EXERCISE BRIEF:
Return the part of the data below that opens with the line containing "Could you mark every instance of the hiker" and runs to the end of the data, reproducing each line without change. Leave the pictures out of your answer.

(Point annotation records)
------

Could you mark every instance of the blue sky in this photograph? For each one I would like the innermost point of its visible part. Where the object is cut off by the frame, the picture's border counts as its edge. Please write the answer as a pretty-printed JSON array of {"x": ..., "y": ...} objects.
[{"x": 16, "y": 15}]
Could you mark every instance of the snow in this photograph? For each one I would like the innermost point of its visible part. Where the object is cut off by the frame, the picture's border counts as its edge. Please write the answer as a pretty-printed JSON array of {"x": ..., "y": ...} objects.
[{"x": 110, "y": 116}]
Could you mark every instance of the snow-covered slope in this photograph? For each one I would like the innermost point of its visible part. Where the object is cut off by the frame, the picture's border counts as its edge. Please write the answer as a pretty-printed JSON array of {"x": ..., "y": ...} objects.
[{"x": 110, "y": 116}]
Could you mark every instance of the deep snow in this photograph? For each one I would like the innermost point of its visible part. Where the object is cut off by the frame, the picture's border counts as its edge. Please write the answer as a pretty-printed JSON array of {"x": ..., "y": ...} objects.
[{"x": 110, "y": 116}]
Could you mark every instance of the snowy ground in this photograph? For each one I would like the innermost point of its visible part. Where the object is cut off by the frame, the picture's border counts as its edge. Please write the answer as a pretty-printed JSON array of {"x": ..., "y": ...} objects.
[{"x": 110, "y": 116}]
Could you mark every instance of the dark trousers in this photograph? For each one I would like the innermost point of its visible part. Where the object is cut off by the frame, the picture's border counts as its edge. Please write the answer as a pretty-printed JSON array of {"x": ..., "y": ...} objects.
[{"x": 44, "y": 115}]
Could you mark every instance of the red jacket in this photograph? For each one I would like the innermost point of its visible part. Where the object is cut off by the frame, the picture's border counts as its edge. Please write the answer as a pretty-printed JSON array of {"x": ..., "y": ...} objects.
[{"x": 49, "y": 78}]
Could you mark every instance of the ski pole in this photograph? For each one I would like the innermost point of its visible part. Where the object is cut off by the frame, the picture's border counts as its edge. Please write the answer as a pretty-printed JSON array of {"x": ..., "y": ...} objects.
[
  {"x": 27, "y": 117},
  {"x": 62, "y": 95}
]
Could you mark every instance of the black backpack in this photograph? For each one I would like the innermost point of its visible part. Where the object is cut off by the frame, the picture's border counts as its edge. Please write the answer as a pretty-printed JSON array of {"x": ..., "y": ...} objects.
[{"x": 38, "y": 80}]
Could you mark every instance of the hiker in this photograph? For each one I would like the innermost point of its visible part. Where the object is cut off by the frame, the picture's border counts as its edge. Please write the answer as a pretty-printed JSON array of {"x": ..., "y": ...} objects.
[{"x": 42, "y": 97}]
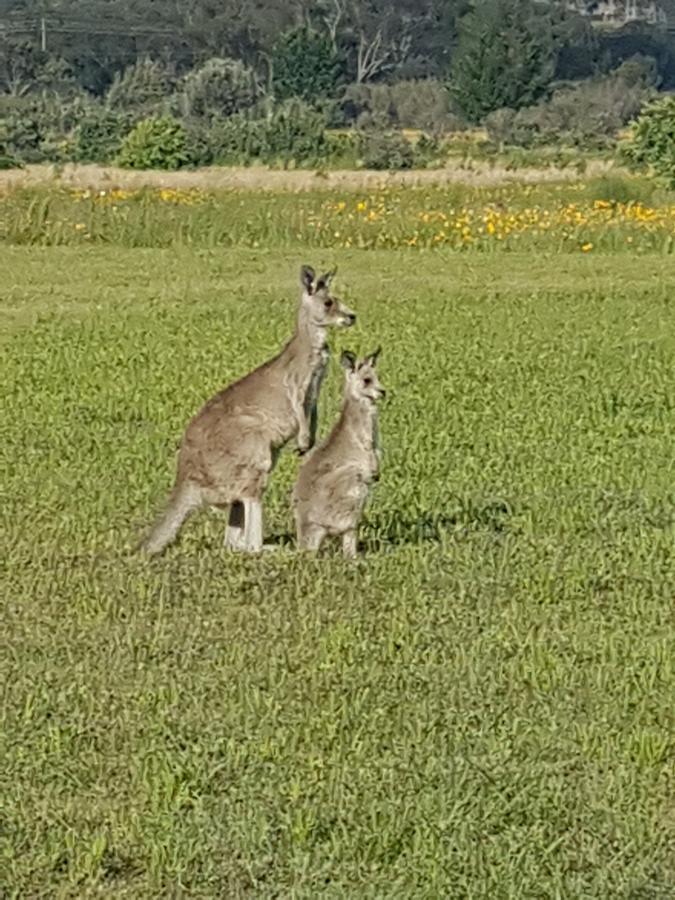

------

WRITTEN ANSWER:
Could you mark every instance of the hiker in this photograph? For each one I would like the innermost point of its visible part. Where the object is cut off by the frame, the picture's border counts as its edge. Please write the answer as a pretty-printed JSON array of {"x": ..., "y": ...} objects.
[{"x": 42, "y": 97}]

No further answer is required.